**Task requirements**
Arrange every line of the records below as a Markdown table with the columns "Row" and "Text". Number the rows in order and leave out any blank lines.

## Start

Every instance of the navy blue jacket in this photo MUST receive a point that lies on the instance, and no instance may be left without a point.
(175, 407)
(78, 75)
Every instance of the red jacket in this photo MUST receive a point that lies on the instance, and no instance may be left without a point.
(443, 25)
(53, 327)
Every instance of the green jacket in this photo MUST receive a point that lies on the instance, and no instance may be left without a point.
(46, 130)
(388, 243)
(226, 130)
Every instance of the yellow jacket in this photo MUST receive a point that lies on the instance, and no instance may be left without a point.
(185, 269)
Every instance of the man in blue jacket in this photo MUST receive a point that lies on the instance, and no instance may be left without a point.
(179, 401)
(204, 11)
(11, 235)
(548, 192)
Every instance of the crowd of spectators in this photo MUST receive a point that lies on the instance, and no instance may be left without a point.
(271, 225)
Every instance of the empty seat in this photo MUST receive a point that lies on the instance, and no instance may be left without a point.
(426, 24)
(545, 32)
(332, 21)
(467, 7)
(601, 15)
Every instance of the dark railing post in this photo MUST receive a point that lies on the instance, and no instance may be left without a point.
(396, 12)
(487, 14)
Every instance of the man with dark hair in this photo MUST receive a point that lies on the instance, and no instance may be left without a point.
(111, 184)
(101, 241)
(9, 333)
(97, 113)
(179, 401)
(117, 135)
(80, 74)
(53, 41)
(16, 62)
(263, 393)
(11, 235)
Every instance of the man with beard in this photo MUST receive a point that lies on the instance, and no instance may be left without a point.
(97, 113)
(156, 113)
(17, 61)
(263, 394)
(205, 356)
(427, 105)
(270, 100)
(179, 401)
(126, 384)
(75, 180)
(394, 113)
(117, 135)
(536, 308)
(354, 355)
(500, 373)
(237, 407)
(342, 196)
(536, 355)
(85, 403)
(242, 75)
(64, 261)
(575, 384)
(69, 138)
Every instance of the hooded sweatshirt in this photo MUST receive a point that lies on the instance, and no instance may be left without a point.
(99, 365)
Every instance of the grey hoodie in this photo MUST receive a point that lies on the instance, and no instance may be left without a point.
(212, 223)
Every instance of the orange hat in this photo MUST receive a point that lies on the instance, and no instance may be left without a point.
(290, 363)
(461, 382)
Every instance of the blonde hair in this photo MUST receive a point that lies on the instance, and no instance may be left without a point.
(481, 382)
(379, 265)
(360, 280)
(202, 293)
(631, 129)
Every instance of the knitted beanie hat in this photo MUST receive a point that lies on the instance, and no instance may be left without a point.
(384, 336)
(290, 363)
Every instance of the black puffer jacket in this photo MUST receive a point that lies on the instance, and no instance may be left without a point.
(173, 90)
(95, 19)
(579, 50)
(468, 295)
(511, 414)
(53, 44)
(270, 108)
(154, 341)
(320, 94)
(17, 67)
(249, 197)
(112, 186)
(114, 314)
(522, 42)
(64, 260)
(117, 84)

## End

**Task result**
| Row | Text |
|---|---|
| 1 | Every instance of the navy blue jacket in this photo MUST receive a point that lies on the instance, and no instance may be left without a point. |
| 2 | (175, 407) |
| 3 | (78, 75) |
| 4 | Every instance of the red jacket in this photo MUST receive a point that lies on the instance, and no instance may be left without a point. |
| 5 | (443, 25) |
| 6 | (53, 327) |
| 7 | Every instance of the green jacket in this photo MUST receive a point that lies on the instance, and no instance may be left without a point. |
| 8 | (46, 130) |
| 9 | (388, 243) |
| 10 | (226, 130) |
| 11 | Every instance of the yellow jacket in this photo MUST receive a point that lies on the instance, and no instance may be left without a point. |
| 12 | (185, 269) |
| 13 | Every instance of the man in blue jacket in this photo MUST receive a point that lies on the instance, and no instance may be left without a point. |
| 14 | (179, 401) |
| 15 | (204, 11) |
| 16 | (11, 235) |
| 17 | (548, 192) |
| 18 | Every instance of the crowd of spectators in this photo MUST receive a point that lies on the instance, and no instance may be left without a point. |
| 19 | (271, 225) |
| 20 | Every instance of the empty seat in this photo MUST receive a point that lies on the instance, and no instance may be left without a point. |
| 21 | (426, 24) |
| 22 | (545, 32) |
| 23 | (332, 21) |
| 24 | (467, 7) |
| 25 | (601, 15) |
| 26 | Every instance of the dark railing post in this photo MUST receive a point that lies on the instance, and no instance may be left without a point. |
| 27 | (396, 12) |
| 28 | (487, 14) |
| 29 | Every instance of the man with dark hair in this photo MUST receive a point that lies on the instance, and no instance may be left without a point. |
| 30 | (111, 184) |
| 31 | (101, 241) |
| 32 | (9, 333) |
| 33 | (97, 113) |
| 34 | (179, 401) |
| 35 | (117, 135) |
| 36 | (80, 74) |
| 37 | (53, 41) |
| 38 | (16, 62) |
| 39 | (263, 393) |
| 40 | (11, 235) |
| 41 | Every instance of the man with beard in this photo MUST receive a point that lies on the instance, and no instance may be left without a point. |
| 42 | (97, 113) |
| 43 | (156, 113) |
| 44 | (17, 61) |
| 45 | (263, 394) |
| 46 | (205, 356) |
| 47 | (427, 105) |
| 48 | (270, 100) |
| 49 | (179, 401) |
| 50 | (126, 384) |
| 51 | (75, 180) |
| 52 | (394, 113) |
| 53 | (117, 135) |
| 54 | (536, 308) |
| 55 | (354, 355) |
| 56 | (500, 373) |
| 57 | (237, 407) |
| 58 | (342, 196) |
| 59 | (536, 355) |
| 60 | (85, 403) |
| 61 | (242, 75) |
| 62 | (64, 261) |
| 63 | (575, 384) |
| 64 | (69, 138) |
| 65 | Every instance of the hooded sweatshirt in this photo MUST receive a point that lies on the instance, and no instance may be left without a point. |
| 66 | (99, 365) |
| 67 | Every instance of the grey hoodie in this photo MUST receive a point that lies on the instance, and no instance may be left without a point. |
| 68 | (212, 223) |
| 69 | Every instance of the orange hat in this photo MUST receive a point that lies on the instance, and no instance may be left without a point. |
| 70 | (290, 363) |
| 71 | (461, 382) |
| 72 | Every instance of the blonde hair in this photo MUST receive a point that lies on the instance, and no instance may be left without a point. |
| 73 | (481, 382) |
| 74 | (379, 265) |
| 75 | (360, 280) |
| 76 | (202, 293) |
| 77 | (631, 129) |
| 78 | Every instance of the knitted beanie hat in this photo MUST receive a point that lies on the instance, and no instance may be left without a point. |
| 79 | (384, 336) |
| 80 | (290, 363) |
| 81 | Every instance of the black puffer jacket in this photo MUST receive a point that lies on the instance, and no instance may be left without a point. |
| 82 | (173, 90) |
| 83 | (95, 19) |
| 84 | (579, 50) |
| 85 | (468, 295) |
| 86 | (511, 414) |
| 87 | (53, 44) |
| 88 | (270, 108) |
| 89 | (154, 341) |
| 90 | (320, 94) |
| 91 | (17, 67) |
| 92 | (249, 197) |
| 93 | (112, 186) |
| 94 | (114, 314) |
| 95 | (522, 42) |
| 96 | (64, 260) |
| 97 | (117, 84) |